■ **AIM**
Reproduce every one of the following records word for word, keeping each line unchanged.

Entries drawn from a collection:
◆ ◆ ◆ ◆ ◆

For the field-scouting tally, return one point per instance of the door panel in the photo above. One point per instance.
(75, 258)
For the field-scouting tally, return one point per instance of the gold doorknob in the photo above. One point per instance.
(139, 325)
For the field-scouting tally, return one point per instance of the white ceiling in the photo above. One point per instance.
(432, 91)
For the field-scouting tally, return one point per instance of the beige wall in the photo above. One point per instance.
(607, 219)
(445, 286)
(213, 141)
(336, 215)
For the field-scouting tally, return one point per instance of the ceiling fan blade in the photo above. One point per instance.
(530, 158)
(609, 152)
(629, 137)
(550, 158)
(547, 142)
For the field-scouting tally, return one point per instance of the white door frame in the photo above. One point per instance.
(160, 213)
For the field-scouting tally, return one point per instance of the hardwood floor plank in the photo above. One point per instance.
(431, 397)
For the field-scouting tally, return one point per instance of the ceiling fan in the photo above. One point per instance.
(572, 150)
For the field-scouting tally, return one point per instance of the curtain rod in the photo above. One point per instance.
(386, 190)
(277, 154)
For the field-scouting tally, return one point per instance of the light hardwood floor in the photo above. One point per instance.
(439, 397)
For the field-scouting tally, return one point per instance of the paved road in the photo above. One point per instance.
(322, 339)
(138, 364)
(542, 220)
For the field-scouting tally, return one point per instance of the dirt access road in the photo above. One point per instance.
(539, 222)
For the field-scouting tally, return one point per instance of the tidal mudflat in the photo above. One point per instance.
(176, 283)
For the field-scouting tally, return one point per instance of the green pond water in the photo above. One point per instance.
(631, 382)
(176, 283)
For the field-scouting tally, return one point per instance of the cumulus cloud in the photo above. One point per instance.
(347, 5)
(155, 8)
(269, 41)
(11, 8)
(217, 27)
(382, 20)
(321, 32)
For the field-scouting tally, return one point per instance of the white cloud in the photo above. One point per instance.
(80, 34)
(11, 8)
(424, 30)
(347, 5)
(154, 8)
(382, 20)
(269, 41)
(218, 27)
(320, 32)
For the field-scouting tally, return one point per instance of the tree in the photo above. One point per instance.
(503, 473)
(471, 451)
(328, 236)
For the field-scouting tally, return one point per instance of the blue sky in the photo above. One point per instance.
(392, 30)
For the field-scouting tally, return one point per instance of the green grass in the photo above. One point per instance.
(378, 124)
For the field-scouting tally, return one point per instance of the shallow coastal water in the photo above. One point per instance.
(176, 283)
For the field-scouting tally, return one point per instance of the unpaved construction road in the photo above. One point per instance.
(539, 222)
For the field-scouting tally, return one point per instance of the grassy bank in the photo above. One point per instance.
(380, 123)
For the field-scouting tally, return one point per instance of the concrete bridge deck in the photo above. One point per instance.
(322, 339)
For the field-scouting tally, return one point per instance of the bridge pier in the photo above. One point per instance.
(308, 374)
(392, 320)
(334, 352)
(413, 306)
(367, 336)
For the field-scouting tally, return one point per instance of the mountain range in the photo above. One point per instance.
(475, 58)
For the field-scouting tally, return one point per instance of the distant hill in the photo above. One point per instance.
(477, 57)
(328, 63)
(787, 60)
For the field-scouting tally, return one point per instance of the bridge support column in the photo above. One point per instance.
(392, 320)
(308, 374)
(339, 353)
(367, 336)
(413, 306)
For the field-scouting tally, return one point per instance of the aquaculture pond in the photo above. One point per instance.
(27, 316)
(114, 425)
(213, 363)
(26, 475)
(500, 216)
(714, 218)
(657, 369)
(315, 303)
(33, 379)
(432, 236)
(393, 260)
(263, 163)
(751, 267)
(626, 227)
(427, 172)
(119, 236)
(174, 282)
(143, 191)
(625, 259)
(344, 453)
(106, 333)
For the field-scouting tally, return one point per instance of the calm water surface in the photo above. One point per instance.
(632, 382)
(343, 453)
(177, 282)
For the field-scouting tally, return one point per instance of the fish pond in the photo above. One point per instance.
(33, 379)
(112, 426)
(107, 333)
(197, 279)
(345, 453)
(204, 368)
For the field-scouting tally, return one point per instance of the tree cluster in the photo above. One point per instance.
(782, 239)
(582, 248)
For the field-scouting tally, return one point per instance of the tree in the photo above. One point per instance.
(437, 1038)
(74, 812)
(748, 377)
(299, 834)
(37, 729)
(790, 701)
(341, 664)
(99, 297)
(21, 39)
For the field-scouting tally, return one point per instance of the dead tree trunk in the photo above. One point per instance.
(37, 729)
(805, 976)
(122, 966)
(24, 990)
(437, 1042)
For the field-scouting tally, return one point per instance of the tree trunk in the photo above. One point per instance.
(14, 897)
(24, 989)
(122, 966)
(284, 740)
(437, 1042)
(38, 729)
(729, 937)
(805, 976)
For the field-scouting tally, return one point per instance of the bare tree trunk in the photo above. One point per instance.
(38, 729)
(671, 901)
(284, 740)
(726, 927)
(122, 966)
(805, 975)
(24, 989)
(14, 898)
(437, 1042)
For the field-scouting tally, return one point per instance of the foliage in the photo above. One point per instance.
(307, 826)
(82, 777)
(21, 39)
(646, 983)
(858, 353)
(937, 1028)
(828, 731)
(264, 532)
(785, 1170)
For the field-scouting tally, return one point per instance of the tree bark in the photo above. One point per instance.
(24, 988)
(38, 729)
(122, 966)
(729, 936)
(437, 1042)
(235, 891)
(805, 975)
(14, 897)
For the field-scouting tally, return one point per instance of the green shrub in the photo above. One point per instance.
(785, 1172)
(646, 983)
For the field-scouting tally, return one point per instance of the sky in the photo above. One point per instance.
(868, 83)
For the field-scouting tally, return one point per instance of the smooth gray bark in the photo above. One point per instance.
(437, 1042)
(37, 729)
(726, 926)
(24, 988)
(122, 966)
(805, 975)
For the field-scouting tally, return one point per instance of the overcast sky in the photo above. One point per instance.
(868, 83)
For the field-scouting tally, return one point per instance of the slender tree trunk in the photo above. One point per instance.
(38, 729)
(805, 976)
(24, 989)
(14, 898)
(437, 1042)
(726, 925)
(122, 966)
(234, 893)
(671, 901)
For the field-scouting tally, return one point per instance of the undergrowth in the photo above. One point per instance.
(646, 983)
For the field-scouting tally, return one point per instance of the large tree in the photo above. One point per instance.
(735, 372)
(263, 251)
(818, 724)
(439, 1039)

◆ ◆ ◆ ◆ ◆

■ **WORKED ANSWER**
For the field-scouting tally, return one point per instance of the door panel in the photo above. One point per instance.
(75, 258)
For the field-scouting tally, return one point per instance of the gold doorknob in the photo above. One point per instance.
(139, 325)
For the field-scouting tally, return one point per instance of the white ceiling in the photo above. One point per instance.
(432, 91)
For the field-scouting tally, return one point per instance of the beige wall in the photo above. One point per instance.
(607, 219)
(445, 286)
(213, 141)
(336, 215)
For the field-scouting tally, return one point per instance of the ceiling fan blade in the photo above. One point per instance.
(530, 158)
(609, 152)
(629, 137)
(550, 158)
(547, 142)
For the field-scouting tally, return one point per instance of the white door frame in the photo above. One point per instance.
(160, 213)
For the field-scouting tally, return one point per instance of the hardwood floor plank in the photo above. One point per instance.
(431, 397)
For the field-scouting tally, return one point per instance of the ceiling fan in the photo above. One point per instance.
(572, 150)
For the field-scouting tally, return one point per instance of the curtain rod in the photo above. One point per instance.
(386, 190)
(277, 154)
For the field-scouting tally, return one point per instance of the light hardwood floor in the photo above. One point per instance.
(439, 397)
For the field-scouting tally, return one point per instance of the paved road in the photo above. One point per instance.
(322, 339)
(138, 364)
(542, 220)
For the field-scouting tally, return one point per instance of the dirt access road in the photo above. One point per instance.
(539, 222)
For the field-scouting tally, return one point per instance of the tidal mudflat in the photo above. One point per instance.
(176, 283)
For the field-scouting tally, return one point per instance of the green pond water in the photo above. One point per instance.
(631, 382)
(176, 283)
For the field-scouting tally, return one point per instance of the cumulus cloud in the photo above. One point per instance.
(347, 5)
(155, 8)
(269, 41)
(11, 8)
(217, 27)
(382, 20)
(321, 32)
For the field-scouting tally, return one point per instance of the white cloud in the photo above. One point per instance.
(80, 34)
(11, 8)
(424, 30)
(347, 5)
(154, 8)
(382, 20)
(269, 41)
(218, 27)
(320, 32)
For the field-scouting tally, return one point per instance of the tree in the photo above. One point per instance.
(503, 473)
(471, 451)
(328, 236)
For the field-scouting tally, return one point per instance of the blue sky in the photo above. One point per instance.
(392, 30)
For the field-scouting tally, return one point per instance of the green grass in the photo above. One point per instance.
(378, 124)
For the field-scouting tally, return one point per instance of the shallow coastal water in the photo above. One point per instance.
(176, 283)
For the field-scouting tally, return one point per instance of the unpaved construction road in the photo above. One point per instance.
(539, 222)
For the field-scouting tally, return one point per instance of the grassy bank in the photo above. One point per instance.
(380, 123)
For the field-scouting tally, return one point per instance of the concrete bridge deck in the photo above. One point per instance.
(322, 339)
For the field-scouting tally, return one point per instance of the bridge pier in the photo above. One point per instance.
(308, 374)
(392, 320)
(334, 352)
(413, 306)
(367, 336)
For the field-scouting tally, return one point per instance of the mountain range in the photo above. One point per instance.
(475, 58)
For the field-scouting tally, return one point per instance of the distant hill in the photo above. One point per instance.
(477, 57)
(328, 63)
(787, 60)
For the field-scouting tally, return one point per instance of the bridge support column in the photo above. One point per instance.
(392, 320)
(308, 374)
(339, 353)
(367, 336)
(413, 306)
For the field-scouting tally, return one point per instance of the aquaculture pond in the photo above. One point per instance.
(27, 316)
(114, 425)
(213, 363)
(26, 475)
(500, 216)
(714, 218)
(657, 369)
(315, 303)
(33, 379)
(432, 236)
(393, 260)
(263, 163)
(751, 267)
(626, 227)
(427, 172)
(119, 236)
(174, 282)
(143, 191)
(625, 259)
(344, 453)
(106, 333)
For the field-scouting tally, return one point per instance of the calm water surface in the photo above. One point per instance.
(632, 382)
(343, 453)
(177, 282)
For the field-scouting tally, return one point per instance of the fish pond in the photo above. One point per instance.
(33, 379)
(112, 426)
(107, 333)
(197, 279)
(345, 453)
(204, 368)
For the field-scouting tally, return one point per instance of the tree cluster in the photo above. One point per instance.
(782, 239)
(582, 248)
For the field-scouting tally, return one point per instance of the tree in the photo above. One point per instance.
(437, 1038)
(74, 812)
(748, 377)
(299, 834)
(37, 729)
(790, 701)
(341, 664)
(99, 297)
(21, 39)
For the field-scouting tally, return one point per instance of the dead tree trunk in the photo above. One point per instance.
(37, 729)
(805, 976)
(122, 966)
(24, 990)
(437, 1042)
For the field-scouting tally, return one point per instance of the tree trunk in the photo above. One point per instance.
(14, 897)
(24, 989)
(122, 966)
(284, 740)
(437, 1042)
(38, 729)
(729, 937)
(805, 976)
For the field-scouting tally, return one point per instance of the bare tree trunk in the photo above. One point per instance.
(38, 729)
(671, 901)
(284, 740)
(726, 927)
(122, 966)
(805, 975)
(24, 989)
(14, 898)
(437, 1042)
For the field-scouting tally, return one point per instance of the foliage in the photo above. One point per instance.
(307, 826)
(82, 777)
(21, 39)
(646, 983)
(858, 353)
(937, 1028)
(828, 731)
(264, 532)
(785, 1170)
For the field-scouting tally, return one point per instance of the tree bark in the photo above. One point per instance.
(24, 988)
(38, 729)
(122, 966)
(729, 936)
(437, 1042)
(235, 891)
(805, 975)
(14, 897)
For the field-scouting tally, return one point per instance of the green shrub in the photo above. One point per instance.
(785, 1172)
(646, 983)
For the field-scouting tally, return one point per instance of the sky in the photo above. One point per instance.
(868, 83)
For the field-scouting tally, return one point per instance of the smooth gray bark in the photo above. One point per instance.
(437, 1042)
(37, 729)
(726, 926)
(24, 988)
(122, 966)
(805, 975)
For the field-scouting tally, return one point per instance of the overcast sky in the photo above. One point per instance.
(868, 83)
For the field-scouting tally, return one point per instance of the slender tree trunk in the photo above. One point per instance.
(38, 729)
(805, 976)
(24, 989)
(14, 898)
(437, 1042)
(726, 925)
(122, 966)
(234, 893)
(671, 901)
For the field-scouting tally, return one point per instance of the undergrowth in the photo above. One point per instance.
(646, 983)
For the field-scouting tally, return one point per instance of the large tree in the photo above. One point per instance.
(735, 372)
(263, 251)
(818, 724)
(439, 1039)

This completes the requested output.